_WHAT THE TASK ASKS_
Gather each line of the entries below that includes "query".
[[ PROVIDED ENTRIES, beginning ]]
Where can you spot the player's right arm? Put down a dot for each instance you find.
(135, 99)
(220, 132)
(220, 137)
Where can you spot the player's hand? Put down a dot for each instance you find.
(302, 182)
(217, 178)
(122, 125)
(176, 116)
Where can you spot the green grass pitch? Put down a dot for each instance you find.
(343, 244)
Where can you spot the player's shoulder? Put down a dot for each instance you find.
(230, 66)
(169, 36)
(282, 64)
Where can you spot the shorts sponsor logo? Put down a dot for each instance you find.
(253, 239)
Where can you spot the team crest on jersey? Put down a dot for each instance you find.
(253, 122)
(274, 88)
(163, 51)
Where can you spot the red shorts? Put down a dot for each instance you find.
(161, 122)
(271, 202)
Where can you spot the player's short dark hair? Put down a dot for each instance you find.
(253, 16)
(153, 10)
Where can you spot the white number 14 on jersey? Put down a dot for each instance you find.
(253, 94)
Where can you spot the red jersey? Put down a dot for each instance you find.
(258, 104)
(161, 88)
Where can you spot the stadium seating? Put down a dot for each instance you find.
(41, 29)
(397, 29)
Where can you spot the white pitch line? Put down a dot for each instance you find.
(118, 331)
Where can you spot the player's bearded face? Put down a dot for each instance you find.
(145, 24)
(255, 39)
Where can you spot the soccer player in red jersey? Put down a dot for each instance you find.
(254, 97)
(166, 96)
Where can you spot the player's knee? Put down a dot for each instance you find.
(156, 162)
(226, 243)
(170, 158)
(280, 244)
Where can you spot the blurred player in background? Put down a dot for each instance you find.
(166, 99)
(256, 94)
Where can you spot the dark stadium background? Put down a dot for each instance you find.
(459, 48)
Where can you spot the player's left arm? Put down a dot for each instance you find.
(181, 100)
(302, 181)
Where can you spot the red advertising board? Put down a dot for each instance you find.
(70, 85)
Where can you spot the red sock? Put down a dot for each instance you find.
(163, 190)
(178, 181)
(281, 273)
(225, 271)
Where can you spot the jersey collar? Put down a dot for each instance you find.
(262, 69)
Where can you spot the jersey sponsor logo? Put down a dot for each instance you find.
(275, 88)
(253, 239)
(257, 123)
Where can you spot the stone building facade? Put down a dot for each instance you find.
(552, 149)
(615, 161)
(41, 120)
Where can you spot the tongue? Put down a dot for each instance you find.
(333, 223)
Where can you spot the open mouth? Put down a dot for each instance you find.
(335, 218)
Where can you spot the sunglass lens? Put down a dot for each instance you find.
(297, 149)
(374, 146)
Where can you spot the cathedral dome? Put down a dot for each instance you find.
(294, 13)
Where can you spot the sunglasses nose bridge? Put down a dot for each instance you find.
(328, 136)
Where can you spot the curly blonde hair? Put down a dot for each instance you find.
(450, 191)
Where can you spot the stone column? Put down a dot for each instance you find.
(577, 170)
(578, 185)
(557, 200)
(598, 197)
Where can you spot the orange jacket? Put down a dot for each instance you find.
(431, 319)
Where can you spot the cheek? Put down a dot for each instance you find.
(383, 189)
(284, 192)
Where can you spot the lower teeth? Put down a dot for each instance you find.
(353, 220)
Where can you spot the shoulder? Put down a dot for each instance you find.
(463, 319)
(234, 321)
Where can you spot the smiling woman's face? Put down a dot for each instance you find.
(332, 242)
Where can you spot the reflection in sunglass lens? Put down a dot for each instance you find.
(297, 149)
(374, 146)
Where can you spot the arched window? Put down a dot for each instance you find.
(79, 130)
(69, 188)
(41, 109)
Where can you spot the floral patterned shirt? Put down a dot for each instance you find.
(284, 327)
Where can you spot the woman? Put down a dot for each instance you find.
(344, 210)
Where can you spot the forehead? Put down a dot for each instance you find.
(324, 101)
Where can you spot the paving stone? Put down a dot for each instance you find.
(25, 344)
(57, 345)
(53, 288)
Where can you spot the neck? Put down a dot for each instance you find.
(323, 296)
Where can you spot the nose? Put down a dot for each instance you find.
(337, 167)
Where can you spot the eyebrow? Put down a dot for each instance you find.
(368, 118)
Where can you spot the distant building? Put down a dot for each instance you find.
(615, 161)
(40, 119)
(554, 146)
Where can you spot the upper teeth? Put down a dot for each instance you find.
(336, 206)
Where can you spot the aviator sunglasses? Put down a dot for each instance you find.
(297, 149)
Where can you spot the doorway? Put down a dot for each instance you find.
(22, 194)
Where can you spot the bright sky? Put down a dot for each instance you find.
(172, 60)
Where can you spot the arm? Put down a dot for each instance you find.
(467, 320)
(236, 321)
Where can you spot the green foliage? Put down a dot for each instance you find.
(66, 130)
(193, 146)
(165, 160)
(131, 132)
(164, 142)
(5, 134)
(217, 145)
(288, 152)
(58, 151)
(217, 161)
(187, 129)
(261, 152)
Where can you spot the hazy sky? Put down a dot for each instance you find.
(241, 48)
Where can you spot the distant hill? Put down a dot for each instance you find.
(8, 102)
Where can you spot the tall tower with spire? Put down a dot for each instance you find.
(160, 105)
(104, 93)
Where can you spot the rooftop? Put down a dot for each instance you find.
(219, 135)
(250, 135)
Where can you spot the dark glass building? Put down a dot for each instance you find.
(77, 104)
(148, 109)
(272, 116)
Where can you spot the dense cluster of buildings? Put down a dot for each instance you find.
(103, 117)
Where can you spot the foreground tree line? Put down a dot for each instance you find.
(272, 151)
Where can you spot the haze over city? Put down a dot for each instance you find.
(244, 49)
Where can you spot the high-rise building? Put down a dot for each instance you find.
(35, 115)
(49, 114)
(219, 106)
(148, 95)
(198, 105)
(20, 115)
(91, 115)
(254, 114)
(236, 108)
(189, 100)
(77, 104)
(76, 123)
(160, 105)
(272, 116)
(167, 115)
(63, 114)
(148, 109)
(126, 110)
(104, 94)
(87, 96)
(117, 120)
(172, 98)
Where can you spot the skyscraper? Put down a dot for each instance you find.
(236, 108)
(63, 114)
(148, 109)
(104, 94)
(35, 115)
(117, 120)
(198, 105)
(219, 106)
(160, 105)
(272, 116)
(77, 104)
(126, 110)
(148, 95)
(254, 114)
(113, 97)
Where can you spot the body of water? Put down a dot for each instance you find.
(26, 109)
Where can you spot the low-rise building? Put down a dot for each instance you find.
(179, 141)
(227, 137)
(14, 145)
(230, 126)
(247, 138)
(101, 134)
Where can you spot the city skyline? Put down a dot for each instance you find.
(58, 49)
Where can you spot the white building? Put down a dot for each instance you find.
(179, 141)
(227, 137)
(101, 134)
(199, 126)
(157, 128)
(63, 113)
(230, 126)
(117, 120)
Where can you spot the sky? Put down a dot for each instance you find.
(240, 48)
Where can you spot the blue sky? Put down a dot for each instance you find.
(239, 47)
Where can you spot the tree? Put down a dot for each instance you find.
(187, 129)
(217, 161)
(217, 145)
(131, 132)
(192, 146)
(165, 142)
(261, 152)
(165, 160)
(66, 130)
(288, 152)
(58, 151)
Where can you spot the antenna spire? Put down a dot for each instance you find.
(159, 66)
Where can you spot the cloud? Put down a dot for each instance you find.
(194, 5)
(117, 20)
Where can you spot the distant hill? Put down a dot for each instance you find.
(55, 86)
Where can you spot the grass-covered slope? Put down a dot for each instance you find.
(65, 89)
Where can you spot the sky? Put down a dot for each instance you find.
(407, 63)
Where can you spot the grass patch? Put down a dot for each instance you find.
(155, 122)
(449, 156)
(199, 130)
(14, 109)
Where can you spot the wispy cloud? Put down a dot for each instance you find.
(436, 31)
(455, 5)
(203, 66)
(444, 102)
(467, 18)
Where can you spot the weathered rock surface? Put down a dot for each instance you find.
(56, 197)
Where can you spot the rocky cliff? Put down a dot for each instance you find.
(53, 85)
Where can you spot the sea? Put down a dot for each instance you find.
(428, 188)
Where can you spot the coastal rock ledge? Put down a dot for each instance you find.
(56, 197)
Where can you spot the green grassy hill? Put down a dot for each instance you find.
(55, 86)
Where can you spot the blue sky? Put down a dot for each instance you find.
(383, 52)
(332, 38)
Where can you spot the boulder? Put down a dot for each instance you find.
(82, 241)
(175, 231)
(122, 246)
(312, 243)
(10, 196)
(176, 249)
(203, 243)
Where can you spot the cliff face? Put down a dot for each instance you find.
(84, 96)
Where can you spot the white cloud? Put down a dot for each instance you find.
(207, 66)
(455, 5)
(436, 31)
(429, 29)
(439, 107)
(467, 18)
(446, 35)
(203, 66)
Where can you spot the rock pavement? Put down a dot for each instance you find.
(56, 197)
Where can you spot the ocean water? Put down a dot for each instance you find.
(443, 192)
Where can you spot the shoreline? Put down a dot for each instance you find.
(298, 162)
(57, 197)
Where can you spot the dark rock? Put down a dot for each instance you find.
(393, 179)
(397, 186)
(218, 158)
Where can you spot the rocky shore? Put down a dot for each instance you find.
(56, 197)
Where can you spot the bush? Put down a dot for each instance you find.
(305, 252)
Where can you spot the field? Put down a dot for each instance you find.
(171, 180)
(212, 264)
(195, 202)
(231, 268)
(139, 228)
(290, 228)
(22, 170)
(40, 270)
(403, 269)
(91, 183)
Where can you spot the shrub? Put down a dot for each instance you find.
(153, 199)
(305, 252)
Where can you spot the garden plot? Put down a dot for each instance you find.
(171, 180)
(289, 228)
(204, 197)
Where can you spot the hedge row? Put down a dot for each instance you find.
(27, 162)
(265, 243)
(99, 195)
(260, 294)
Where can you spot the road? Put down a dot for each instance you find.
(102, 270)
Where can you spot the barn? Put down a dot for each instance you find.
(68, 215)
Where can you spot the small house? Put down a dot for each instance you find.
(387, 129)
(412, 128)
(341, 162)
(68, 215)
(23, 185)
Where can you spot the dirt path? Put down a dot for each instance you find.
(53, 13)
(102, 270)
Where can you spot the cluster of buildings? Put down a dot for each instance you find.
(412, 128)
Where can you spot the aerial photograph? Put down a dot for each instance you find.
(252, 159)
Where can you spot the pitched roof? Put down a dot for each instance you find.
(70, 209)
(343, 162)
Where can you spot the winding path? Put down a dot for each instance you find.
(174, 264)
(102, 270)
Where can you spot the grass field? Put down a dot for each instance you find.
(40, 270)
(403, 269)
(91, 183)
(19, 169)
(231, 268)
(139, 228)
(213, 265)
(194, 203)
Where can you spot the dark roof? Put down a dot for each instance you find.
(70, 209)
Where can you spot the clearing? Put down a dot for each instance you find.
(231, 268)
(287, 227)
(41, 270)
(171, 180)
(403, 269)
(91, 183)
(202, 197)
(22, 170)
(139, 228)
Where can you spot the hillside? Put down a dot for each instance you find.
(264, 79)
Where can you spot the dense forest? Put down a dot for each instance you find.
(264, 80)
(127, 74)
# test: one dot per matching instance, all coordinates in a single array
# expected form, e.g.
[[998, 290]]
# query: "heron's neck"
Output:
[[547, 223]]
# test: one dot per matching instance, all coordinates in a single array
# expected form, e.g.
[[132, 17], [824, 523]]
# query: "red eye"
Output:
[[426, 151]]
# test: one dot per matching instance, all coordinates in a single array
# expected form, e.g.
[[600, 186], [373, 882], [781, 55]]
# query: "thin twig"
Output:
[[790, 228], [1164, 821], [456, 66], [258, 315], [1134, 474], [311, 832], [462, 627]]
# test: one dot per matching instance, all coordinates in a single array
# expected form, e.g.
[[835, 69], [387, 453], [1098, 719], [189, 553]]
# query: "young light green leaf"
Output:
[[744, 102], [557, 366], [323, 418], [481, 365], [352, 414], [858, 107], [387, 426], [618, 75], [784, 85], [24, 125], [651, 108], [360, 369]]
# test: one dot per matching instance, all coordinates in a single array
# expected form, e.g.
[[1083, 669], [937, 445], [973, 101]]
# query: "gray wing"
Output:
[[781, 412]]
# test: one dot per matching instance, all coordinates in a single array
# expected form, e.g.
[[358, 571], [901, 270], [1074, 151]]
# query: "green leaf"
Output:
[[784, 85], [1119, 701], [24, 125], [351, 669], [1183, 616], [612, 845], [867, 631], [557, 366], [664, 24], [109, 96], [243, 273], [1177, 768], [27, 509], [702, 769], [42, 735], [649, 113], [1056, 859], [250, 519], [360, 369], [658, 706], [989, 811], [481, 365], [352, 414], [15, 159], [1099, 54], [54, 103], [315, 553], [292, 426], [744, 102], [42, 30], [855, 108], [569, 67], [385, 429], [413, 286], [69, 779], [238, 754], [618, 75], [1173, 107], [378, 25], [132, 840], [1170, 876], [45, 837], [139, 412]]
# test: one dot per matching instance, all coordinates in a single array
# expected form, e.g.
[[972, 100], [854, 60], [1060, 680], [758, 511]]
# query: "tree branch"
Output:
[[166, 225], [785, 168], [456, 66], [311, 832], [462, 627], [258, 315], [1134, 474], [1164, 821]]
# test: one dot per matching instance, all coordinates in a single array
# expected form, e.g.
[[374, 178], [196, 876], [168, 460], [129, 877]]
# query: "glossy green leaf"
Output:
[[ PROVIDED ENTRIES, end ]]
_RESPONSE FOR THIS EXERCISE_
# query: "heron's neck"
# query: "red eye"
# query: "thin twig"
# query: "young light green leaf"
# query: "gray wing"
# query: "green leaf"
# query: "tree branch"
# query: "glossy green leaf"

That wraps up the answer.